[Referring expression data]

========

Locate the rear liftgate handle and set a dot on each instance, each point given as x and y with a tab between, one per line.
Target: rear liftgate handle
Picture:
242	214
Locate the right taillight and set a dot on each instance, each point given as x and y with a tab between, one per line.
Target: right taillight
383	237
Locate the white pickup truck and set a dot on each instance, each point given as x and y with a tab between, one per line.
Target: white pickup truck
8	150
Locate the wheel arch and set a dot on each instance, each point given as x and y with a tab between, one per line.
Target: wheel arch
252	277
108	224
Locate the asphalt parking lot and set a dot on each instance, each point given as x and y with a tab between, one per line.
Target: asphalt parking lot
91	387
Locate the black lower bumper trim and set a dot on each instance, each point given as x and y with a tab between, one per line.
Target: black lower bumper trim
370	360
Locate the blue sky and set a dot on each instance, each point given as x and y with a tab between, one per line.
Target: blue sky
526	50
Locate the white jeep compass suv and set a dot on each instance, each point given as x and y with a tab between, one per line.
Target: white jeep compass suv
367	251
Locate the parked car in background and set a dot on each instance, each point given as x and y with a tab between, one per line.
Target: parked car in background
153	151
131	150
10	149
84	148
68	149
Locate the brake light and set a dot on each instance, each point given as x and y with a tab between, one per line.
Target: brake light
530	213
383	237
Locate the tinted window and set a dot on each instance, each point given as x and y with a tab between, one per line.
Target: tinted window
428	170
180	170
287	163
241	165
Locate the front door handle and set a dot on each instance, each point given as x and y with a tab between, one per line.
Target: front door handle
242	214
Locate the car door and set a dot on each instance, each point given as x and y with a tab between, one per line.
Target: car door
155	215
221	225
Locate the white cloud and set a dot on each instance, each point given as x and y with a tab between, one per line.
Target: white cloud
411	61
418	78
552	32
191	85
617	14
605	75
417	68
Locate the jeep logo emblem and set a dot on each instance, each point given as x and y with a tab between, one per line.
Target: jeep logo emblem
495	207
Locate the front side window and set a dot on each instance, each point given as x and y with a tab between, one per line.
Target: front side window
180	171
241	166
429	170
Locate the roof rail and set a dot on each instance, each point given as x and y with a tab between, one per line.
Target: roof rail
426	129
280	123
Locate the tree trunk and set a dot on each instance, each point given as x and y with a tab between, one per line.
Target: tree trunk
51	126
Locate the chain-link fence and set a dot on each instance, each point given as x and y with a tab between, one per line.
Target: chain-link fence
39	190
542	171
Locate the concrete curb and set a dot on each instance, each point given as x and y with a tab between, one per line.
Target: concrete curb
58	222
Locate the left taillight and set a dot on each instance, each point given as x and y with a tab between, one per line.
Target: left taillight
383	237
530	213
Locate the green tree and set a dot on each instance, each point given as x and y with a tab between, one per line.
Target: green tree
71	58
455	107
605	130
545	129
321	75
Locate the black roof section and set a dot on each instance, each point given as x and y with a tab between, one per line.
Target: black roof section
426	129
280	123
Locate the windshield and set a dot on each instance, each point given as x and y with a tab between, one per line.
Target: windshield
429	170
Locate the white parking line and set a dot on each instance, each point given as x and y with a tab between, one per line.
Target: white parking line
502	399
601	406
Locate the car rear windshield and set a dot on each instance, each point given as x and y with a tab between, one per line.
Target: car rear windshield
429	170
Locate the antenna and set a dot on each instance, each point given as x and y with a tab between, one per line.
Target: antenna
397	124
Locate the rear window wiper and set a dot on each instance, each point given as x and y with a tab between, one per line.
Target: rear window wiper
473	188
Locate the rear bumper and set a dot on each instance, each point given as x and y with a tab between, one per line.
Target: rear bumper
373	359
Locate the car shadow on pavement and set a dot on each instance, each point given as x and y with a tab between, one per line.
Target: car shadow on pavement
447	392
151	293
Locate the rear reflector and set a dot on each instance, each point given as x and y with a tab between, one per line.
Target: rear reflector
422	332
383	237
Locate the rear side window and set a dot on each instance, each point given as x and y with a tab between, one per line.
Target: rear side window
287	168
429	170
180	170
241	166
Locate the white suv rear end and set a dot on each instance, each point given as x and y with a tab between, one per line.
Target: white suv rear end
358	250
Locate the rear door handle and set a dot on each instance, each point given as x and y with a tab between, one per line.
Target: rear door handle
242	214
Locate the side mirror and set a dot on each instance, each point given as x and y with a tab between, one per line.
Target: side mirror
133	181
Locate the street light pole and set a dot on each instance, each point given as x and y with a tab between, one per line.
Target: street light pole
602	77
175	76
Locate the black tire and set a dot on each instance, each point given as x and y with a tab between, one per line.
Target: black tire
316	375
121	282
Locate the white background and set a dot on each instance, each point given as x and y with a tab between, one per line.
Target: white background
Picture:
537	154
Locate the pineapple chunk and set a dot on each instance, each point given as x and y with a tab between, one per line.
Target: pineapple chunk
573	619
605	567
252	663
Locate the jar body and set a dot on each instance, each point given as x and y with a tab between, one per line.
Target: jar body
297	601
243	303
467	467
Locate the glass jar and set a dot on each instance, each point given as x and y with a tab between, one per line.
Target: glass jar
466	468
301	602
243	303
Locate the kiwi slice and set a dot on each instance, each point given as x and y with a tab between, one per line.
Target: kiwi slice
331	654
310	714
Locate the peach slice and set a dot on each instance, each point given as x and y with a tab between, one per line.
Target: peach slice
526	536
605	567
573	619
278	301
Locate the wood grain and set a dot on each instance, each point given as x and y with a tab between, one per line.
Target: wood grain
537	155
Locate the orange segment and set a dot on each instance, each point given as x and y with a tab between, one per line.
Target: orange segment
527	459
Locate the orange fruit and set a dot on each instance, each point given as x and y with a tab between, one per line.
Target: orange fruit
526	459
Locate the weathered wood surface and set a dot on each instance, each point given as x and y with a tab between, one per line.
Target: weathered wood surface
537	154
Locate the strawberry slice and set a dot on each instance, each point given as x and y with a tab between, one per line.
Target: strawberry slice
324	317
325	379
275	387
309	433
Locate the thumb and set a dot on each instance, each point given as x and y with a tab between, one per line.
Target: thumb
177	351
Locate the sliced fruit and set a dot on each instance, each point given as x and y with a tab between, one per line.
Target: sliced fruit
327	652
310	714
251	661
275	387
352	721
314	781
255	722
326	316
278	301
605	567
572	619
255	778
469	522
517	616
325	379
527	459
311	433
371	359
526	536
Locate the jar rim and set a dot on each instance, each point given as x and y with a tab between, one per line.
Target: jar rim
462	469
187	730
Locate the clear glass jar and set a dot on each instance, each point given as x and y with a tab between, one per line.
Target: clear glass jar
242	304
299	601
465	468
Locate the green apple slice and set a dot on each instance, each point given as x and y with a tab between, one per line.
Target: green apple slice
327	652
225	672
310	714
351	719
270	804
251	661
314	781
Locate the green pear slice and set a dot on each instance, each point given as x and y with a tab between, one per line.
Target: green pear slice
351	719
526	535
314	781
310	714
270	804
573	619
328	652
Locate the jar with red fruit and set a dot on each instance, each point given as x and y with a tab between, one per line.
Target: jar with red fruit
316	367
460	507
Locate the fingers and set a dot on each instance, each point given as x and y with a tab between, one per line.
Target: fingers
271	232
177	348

========

■ ASSIGNMENT
If a line in the records contains the string "liftgate", copy it out.

■ RESULT OF THE TASK
Locate the rear liftgate handle and set a dot on each instance, each point given as x and y with a tab between, one per line.
Target: rear liftgate handle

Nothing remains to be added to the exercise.